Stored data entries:
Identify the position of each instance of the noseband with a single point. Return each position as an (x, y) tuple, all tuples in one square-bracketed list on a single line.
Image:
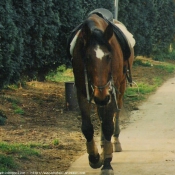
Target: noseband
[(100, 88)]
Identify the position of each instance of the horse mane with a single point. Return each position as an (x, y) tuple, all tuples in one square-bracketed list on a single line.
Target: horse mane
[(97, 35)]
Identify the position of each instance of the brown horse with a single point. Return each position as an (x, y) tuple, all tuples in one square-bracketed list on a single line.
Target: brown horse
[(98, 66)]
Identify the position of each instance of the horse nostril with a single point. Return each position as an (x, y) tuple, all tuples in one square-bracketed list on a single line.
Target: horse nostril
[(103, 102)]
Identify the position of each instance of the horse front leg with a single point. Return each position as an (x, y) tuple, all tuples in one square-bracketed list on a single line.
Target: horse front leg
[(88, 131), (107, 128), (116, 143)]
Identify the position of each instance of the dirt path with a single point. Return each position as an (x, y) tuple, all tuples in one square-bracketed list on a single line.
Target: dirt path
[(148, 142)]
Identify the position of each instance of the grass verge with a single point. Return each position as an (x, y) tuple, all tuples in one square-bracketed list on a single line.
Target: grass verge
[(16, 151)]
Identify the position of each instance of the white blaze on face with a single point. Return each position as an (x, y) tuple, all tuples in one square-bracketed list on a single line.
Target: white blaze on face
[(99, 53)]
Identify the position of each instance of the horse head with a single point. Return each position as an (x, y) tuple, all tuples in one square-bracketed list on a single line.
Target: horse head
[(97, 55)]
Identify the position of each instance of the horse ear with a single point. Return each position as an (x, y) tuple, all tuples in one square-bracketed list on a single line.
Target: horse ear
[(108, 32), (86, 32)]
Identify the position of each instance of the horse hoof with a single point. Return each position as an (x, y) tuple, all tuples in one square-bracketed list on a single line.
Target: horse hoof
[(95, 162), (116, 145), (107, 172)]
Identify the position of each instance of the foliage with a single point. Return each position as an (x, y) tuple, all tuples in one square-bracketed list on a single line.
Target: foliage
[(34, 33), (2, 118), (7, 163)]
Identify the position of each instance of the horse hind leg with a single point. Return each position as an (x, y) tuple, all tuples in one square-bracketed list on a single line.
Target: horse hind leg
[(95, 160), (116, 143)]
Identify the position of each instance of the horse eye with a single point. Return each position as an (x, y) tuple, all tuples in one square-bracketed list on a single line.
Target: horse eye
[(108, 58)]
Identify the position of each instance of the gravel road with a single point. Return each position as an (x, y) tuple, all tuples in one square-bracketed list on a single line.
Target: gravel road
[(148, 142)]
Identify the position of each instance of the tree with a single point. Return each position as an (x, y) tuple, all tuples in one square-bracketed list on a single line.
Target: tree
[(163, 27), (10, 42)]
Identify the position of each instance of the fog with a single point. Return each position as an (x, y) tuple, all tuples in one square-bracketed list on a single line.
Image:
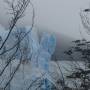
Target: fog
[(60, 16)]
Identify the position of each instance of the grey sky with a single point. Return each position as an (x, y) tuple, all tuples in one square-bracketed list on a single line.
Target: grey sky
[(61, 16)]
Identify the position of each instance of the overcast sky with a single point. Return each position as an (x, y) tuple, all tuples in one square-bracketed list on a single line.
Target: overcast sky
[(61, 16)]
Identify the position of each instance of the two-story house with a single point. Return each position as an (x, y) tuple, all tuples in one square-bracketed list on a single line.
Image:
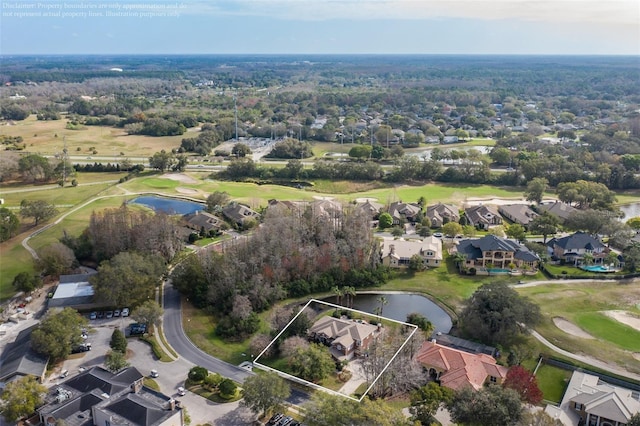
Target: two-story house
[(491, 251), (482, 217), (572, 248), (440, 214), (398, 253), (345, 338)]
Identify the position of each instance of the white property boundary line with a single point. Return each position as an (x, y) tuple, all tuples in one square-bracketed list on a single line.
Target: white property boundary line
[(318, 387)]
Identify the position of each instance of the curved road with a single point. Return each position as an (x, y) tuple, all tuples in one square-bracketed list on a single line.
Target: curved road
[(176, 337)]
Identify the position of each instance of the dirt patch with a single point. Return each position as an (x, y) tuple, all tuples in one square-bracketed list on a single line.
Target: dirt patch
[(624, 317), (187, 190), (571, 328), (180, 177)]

Exercise goal:
Output the data exactly as it appears. The pictures do not belong in it.

Response area:
Identify the position of each instance of the noseband with a single point. Return each position as an (x, y) tuple, all tuples in one square-bracketed list on a single line.
Image:
Target: noseband
[(100, 88)]
Identify the position of each instance of the horse mane with a single point. Return each position as an (x, y) tuple, all tuples in one square-bracketed list on a single line.
Target: horse mane
[(97, 35)]
Identify the position of each instance of the brown horse with a single point. Return each position as an (x, y) tuple, all tuples in one square-bracketed list on a single line.
Target: brown horse
[(98, 66)]
Identify the position of each instance of the horse nostril with a single point. Return each position as an (x, y) tuple, all tuples in one square-bracketed list on a single line.
Target: horse nostril
[(103, 102)]
Identify the position of each instance of the horse front leg with a single point. Return each position as an (x, y) tuple, all tuples in one square-bracketed list on a single line.
Target: horse front leg
[(88, 131), (107, 128), (116, 143)]
Identify the position of each instance of the dirt path with a single point. Return each position as an (x, y) tuple, all tuples in one square-bracketed list on a single line.
Target: dirt path
[(148, 142)]
Identify the position of each instance of the grass verge with a single point. Return each position as an (x, y) tuple, all tuples in one square-bracketed list on a single line.
Target: grass verge
[(16, 151)]
Identify the position of each instance of the white blaze on face with a single point. Return each position as an (x, y) tuple, all tuples in one square-bracketed list on a single line.
Target: white blaze on face
[(99, 53)]
Identify the position of each instance of the horse head with a single point. Return each position as an (x, y) tuple, all tuples in one square-bracketed list on a single line.
Target: horse head
[(97, 55)]
Identify the position of each instance of the horse ear with a single point. Return each position as an (x, y) tuple, all tuples in one square-bracketed list on a single line.
Target: horse ear
[(108, 32), (86, 32)]
Identify the position of each instance of the horse hoof with a single point. Return each position as an (x, y) tuple, all tuples in one square-bracketed list on a single line.
Target: horse hoof
[(95, 162), (116, 145), (107, 172)]
Identify the position of each instance of the foliage with a single point. Return each position as an (x, y) tuple, all tuples in one square-bracketed list on a single line.
Target: foliage
[(34, 33), (2, 118), (7, 163)]
Identify the position of each instance of the horse hind leg with a single point. Return each position as an (x, y) tuple, all tuples in one square-bracketed list on a single line.
Target: horse hind leg
[(95, 160), (116, 143)]
Identify the position of each instance of the horse eye with a single point. Return each position as an (x, y) tuple, all tuples in one square-bracketed list on a single line.
Target: horse eye
[(108, 58)]
Identify the position of each instance of the gravel road with a single point. Return each position as an (x, y) tuple, all tuples in one square-bracketed list on a single line.
Target: gravel road
[(148, 142)]
Identify the position of each instance of the tree with a single point. Return each position as an (x, y) tuple, all tuples in one square-bracketed list on a single line.
Target: tree
[(163, 27), (10, 42)]
Identify the position of each instance of the fog with a single point. Return each position as an (x, y) tuple, all tuples in one square-bracketed list on a single line.
Image:
Target: fog
[(60, 16)]
Identify the position of each instance of the grey sky with a single point. Return each position as an (x, y) tuple, all tuples in one square-bracketed list on a single line.
Target: grey sky
[(61, 16)]
Identify the position of each instance of the overcast sky with a single point. Return each position as an (x, y) tuple, all tuples in one square-bracketed list on a single line.
Target: overcast sky
[(61, 16)]
Identify the position of each instance of the two-story house with a single point. Return each position as an (x, y) tuple, all tuples in one square-bracketed list on a single line.
Image:
Target: two-story house
[(491, 251), (482, 217), (572, 248), (440, 214), (398, 253), (345, 338)]
Identify the position of each instance of the white property boundary line with a single point. Return each position as an (x, y) tuple, all tuples in one square-bracketed list on a single line.
Target: white property boundary line
[(318, 387)]
Identify the position of each instance of the curved road with a single point. Return each position as an (x, y) tuple, all tuples in one square-bracketed list on a single line.
Target: curved road
[(176, 337)]
Identify the position of each instance of the dirt patch with a single point. Return each position as an (x, y) tuple, all tuples in one square-bracketed list on a single line.
Target: dirt patch
[(624, 317), (187, 190), (571, 328), (180, 177)]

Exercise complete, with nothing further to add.